EXERCISE PROMPT
Count the lines in the material below that contain the string "item", treating uppercase and lowercase letters as different. Give only the number.

GIVEN RECORDS
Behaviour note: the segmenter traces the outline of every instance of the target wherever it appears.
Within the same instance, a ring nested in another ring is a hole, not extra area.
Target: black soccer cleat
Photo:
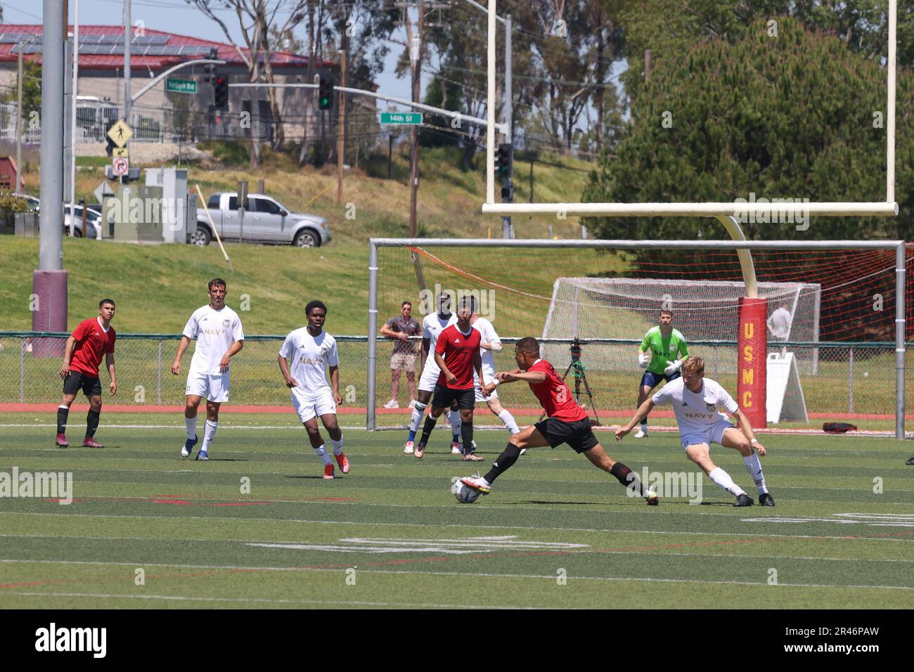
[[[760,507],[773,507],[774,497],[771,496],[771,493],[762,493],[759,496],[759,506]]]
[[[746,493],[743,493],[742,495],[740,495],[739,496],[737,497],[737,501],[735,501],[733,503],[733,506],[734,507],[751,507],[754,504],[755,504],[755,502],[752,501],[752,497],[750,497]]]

--

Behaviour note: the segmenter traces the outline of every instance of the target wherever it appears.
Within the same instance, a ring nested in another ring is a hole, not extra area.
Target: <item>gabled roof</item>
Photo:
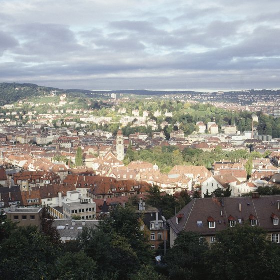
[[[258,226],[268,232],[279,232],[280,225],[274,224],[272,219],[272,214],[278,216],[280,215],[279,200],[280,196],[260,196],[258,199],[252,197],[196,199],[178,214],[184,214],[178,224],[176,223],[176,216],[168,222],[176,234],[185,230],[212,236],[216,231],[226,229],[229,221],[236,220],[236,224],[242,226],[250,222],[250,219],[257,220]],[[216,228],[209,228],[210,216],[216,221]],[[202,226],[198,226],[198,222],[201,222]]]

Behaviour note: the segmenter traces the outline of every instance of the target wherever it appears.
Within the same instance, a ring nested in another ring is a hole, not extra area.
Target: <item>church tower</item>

...

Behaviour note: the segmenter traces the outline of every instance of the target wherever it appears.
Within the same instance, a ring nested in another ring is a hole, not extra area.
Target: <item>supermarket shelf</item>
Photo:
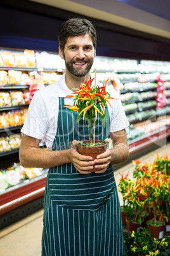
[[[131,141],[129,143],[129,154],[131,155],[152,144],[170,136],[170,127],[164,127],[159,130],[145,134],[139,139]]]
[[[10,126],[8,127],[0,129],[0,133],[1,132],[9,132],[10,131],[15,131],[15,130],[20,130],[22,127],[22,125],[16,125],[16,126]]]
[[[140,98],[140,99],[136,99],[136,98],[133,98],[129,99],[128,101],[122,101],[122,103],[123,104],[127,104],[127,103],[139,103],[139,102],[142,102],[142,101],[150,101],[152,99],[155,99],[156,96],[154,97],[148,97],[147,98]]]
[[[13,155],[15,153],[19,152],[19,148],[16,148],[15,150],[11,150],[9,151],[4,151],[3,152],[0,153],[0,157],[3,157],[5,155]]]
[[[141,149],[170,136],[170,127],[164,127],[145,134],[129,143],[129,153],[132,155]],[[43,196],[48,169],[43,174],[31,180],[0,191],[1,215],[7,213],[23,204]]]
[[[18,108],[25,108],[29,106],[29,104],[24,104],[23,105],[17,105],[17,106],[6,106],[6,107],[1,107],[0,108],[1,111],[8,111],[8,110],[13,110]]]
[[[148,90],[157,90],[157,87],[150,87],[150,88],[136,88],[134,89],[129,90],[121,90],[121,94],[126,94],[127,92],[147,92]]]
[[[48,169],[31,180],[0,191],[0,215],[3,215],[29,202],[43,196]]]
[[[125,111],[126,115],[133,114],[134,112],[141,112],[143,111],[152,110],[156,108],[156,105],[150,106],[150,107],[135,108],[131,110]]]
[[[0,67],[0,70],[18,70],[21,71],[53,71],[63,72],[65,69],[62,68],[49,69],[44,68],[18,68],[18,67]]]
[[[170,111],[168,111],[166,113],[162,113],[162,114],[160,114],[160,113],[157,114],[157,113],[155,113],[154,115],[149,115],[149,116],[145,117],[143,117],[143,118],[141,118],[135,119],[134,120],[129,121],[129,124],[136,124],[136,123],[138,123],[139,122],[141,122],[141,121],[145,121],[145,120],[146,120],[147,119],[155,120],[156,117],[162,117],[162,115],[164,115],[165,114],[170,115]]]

TASK OUTPUT
3